[Records]

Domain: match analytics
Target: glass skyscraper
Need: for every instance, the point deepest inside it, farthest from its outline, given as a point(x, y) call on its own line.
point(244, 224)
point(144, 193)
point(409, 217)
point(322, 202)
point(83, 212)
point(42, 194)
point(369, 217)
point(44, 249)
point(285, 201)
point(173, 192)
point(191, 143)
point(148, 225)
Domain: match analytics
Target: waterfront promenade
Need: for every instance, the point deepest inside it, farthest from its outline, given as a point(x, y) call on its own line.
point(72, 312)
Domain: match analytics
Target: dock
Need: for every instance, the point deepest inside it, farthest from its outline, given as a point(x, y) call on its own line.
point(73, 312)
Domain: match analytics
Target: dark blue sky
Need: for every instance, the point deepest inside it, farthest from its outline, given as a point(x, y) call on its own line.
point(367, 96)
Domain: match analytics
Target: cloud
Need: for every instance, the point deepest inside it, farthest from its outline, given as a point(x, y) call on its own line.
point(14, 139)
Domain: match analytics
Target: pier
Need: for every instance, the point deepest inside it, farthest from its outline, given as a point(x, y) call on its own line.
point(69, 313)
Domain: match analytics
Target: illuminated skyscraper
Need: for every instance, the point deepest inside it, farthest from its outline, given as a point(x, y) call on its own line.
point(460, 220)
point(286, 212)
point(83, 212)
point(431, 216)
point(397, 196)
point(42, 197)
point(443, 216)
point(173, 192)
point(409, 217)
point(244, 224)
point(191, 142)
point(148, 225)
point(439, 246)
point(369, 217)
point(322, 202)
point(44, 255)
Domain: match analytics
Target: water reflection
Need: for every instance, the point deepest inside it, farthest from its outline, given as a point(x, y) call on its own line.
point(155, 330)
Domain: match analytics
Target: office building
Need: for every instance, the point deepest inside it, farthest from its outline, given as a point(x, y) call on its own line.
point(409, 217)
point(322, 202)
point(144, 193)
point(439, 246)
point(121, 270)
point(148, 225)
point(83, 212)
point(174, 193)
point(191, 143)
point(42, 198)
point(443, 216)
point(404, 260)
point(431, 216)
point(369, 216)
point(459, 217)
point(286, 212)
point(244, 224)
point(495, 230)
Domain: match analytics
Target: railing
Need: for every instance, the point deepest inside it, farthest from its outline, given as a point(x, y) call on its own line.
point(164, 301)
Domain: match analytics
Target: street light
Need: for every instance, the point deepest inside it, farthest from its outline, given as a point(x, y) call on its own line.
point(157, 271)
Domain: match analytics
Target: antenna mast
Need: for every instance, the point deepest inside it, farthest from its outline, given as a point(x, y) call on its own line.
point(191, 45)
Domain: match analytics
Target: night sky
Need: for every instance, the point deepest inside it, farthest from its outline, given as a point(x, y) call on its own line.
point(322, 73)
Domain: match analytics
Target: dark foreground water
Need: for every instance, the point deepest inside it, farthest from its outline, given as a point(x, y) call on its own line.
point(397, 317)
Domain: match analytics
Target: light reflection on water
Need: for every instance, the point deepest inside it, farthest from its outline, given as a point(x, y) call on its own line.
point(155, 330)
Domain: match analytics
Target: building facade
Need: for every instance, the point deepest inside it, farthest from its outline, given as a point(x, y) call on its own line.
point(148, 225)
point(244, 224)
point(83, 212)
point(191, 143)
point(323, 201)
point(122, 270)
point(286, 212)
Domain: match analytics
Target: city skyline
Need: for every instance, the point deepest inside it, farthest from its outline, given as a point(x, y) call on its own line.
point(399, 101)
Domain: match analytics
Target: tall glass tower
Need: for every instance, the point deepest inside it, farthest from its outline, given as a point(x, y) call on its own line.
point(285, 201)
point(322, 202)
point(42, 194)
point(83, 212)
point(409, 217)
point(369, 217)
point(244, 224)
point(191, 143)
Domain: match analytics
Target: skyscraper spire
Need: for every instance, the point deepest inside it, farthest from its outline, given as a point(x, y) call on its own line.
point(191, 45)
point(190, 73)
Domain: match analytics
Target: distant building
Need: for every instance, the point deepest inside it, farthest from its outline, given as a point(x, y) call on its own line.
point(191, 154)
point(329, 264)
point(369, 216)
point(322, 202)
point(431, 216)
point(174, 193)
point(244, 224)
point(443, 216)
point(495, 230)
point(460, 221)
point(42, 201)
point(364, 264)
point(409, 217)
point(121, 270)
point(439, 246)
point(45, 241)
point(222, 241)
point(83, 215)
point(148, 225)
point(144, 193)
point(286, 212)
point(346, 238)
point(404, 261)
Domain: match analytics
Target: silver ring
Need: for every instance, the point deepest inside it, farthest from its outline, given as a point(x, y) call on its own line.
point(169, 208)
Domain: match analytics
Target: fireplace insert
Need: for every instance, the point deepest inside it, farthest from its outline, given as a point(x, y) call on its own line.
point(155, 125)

[TASK OBJECTIVE] Retype all of the material, keeping each line exact.

[TASK RESULT]
Domain: match analytics
Target: glass skyscraper
Need: for every instance, the point deepest inside it, farthest from its outline, given as a point(x, y) call on its own line.
point(244, 224)
point(144, 193)
point(409, 217)
point(322, 202)
point(83, 212)
point(42, 194)
point(369, 217)
point(44, 249)
point(285, 201)
point(173, 192)
point(191, 143)
point(148, 225)
Domain: match analytics
Target: waterfront promenade
Need: for every instance, the point deepest inside it, farthest from its outline, given as a point(x, y) call on its own line.
point(72, 312)
Domain: match analytics
Target: dock
Need: for every instance, the point deepest inside it, farthest from its outline, given as a point(x, y) call on its own line.
point(73, 312)
Domain: match analytics
Target: dark blue sky
Need: for every instance, the point deepest inside it, farthest from its outline, given as a point(x, y) call on its own line.
point(367, 96)
Domain: match analytics
Target: cloud
Need: for every instance, the point deepest inside it, farthest from its outline, given as a point(x, y) call on its own line.
point(14, 139)
Domain: match analytics
Target: pier
Need: for every instance, the point deepest inside it, farthest from its outline, given as a point(x, y) call on its own line.
point(69, 313)
Domain: match analytics
Target: illuminated skyscraper
Need: for every instance, the point deepest inside it, farthest from its outline, given as a point(x, y) call on its own line.
point(460, 220)
point(286, 212)
point(83, 212)
point(431, 216)
point(397, 196)
point(42, 197)
point(443, 216)
point(173, 192)
point(409, 217)
point(244, 224)
point(191, 142)
point(148, 225)
point(439, 246)
point(369, 217)
point(322, 202)
point(44, 255)
Domain: match analytics
Target: water reflection
Need: for every instance, the point deepest inside it, farthest from its outline, given as a point(x, y) call on its own line.
point(155, 330)
Domain: match analytics
Target: office building
Need: for every instance, the point deepest inside it, farthest from its outline, given as a point(x, y) call on its own line.
point(409, 217)
point(322, 202)
point(144, 193)
point(439, 246)
point(121, 270)
point(148, 225)
point(83, 212)
point(174, 193)
point(191, 143)
point(42, 198)
point(443, 216)
point(404, 260)
point(431, 216)
point(369, 216)
point(459, 217)
point(286, 212)
point(244, 224)
point(495, 230)
Domain: match analytics
Target: railing
Need: for every instance, the point deepest inside it, farthest from its outline, given as a point(x, y) call on its own line.
point(164, 301)
Domain: match analytics
Target: street light
Need: for every instance, the point deepest inside it, farthest from its outline, given as a point(x, y) call on its own line.
point(157, 271)
Domain: match analytics
Target: antenna mast
Need: for every instance, the point deepest inside it, farthest from its outline, given as a point(x, y) call on its own line.
point(191, 45)
Domain: match analytics
Target: night sky
Need: for every instance, the point deepest inside it, farthest from its outline, given as a point(x, y) call on its own line.
point(322, 73)
Domain: match analytics
Target: dark foreground water
Need: for every instance, the point deepest inside it, farthest from its outline, given as a point(x, y) call on its own line.
point(397, 317)
Domain: match analytics
Target: light reflection on water
Need: for every instance, the point deepest inside it, farthest from its outline, given as a point(x, y) call on its own line.
point(155, 330)
Domain: match analytics
Target: building facade
Need: for every instance, the point deepest inside it, farthest from its outline, given as a point(x, y) call on its own line.
point(148, 225)
point(244, 224)
point(83, 212)
point(191, 143)
point(323, 201)
point(122, 270)
point(286, 212)
Domain: match analytics
Target: city skyline
Need: for every instance, the point deepest inside it, farthest from its outline, given as a point(x, y) call on its own line.
point(399, 101)
Domain: match analytics
Target: tall glass tower
Need: for every instance, the point deepest inside it, farthest from its outline, given as a point(x, y) call on its own line.
point(285, 201)
point(322, 202)
point(42, 194)
point(83, 212)
point(409, 217)
point(369, 217)
point(244, 224)
point(191, 143)
Domain: match analytics
Target: skyscraper spire
Need: for every instance, the point deepest inside it, farthest from its outline, given as a point(x, y) call on its own line.
point(191, 45)
point(190, 73)
Domain: match analytics
Target: distant building
Need: for every instance, the point deepest inside it, farthest from its outline, given as a point(x, y) call on its own line.
point(191, 154)
point(329, 264)
point(369, 216)
point(322, 202)
point(431, 216)
point(174, 193)
point(244, 224)
point(443, 216)
point(495, 230)
point(460, 221)
point(42, 201)
point(364, 264)
point(409, 217)
point(121, 270)
point(439, 246)
point(45, 241)
point(222, 241)
point(83, 215)
point(148, 225)
point(144, 193)
point(286, 212)
point(346, 238)
point(404, 261)
Domain: match analytics
Target: silver ring
Need: for every instance, the point deepest inside it, farthest from its outline, given as a point(x, y) call on its own line.
point(169, 208)
Domain: match analytics
Target: fireplace insert
Need: for every instance, the point deepest inside it, farthest from its outline, given as a point(x, y) call on its own line.
point(155, 125)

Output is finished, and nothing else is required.